> [Text extract]:
__________________________________________________

No fishing…or even writing about fishing

Where did the week go? I wish I could tell you that I was out pounding the rivers and shoreline, but sadly I haven’t wet a line since last week’s Housy TMA run. That section of river is currently under 3,000cfs of water, while the Permanent TMA in the Farmington is taking a luxurious bath at 1,400cfs. (Sigh.) Small streams or salt, anyone?

Unfortunately, I cannot partake. Even finding the time to write about fishing has been challenging. This is mostly due to a good thing — my eldest son is getting married next month, and I’m busy with prep work and other hosting duties. Normally, I try to get in 2-4 posts of original content every week, and that just hasn’t been possible. So, I ask for your patience. In the meantime, I may go through the archives and look for a few golden nuggets to re-post, as I’m only going to be getting busier. I appreciate your readership, and your comments and questions.

In the meantime, here are two things to keep you busy. Where We Are With Striped Bass And Amendment 7 was written by John McMurray, a member of the ASMFC (don’t let that fool you — John’s one of the good guys). It’s a good summation from someone who was there.

Hard Lined is a short (15 minutes and change) film about stripers and their current plight. I haven’t seen it yet, but like you, I’m going to watch it this weekend.

Oh, to be able to find the time to sit on a mossy bank and reflect on this wonder called nature.

Making sense of the changing striper management landscape, or: thank goodness for the ASGA

On the difficulty scale, keeping current with how the ASMFC plans to manage (I’ll be kind and not place quotes around manage) striper stocks is somewhere between Calculus II and Organic Chemistry. Flux and fast and fluid also come to mind as good descriptors. (And as always, alliteration.) But thanks to our friends at the American Saltwater Guides Association (ASGA) it’s become easier.

__________________________________________________

> [Data extract]:
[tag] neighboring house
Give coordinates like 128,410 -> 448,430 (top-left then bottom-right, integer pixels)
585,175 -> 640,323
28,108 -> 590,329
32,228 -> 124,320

__________________________________________________

> [Work required]: Pick up the fishing blog post after its last sentence and write what comes next. The records were taken from a different source than the text.

> [Expected answer]:
Next up will be draft Amendment 7. Public comment will be open later this year, and I’ll be sure to get you the links. To help you understand what’s going on before then — no degree in Chaos Theory required — here are some helpful links.

If it looks like a moratorium proposal, is it really? Nope. Here’s why.

Once again, recreational anglers will need to mobilize and speak loud and clear when Amendment 7 comments are requested. Here’s a primer on the highlights and landmines of Amendment 7.

If you’re finding this stuff helpful, and you really care about stripers, you should join the ASGA. You can do that here. And of course, any donation you can make helps them continue their outstanding work.

Last but not least, here’s a great piece from our friend (and friend of striped bass) Charles Witek on the importance of getting Amendment 7 right.

Thanks for taking the time to read. And thanks for caring about striped bass.

We have to do our best to make sure the resource is handled with care. Getting involved with Amendment 7 is the best way you can do that.

Conservation-minded anglers: everything you need to know about our May 5th ASMFC meeting win

If you took the time to send in comments to the ASMFC prior to their May 5th meeting on Amendment 7, congratulations! After years of feeling like no one was listening, your voice was heard. The American Saltwater Guides Association (ASGA) has a fantastic summary of the meeting on their website. If you’re not familiar with the ASGA, you should be. We’re one of the good guys in the fight for striped bass conservation. We need your support!

We’re putting the heat on the ASMFC.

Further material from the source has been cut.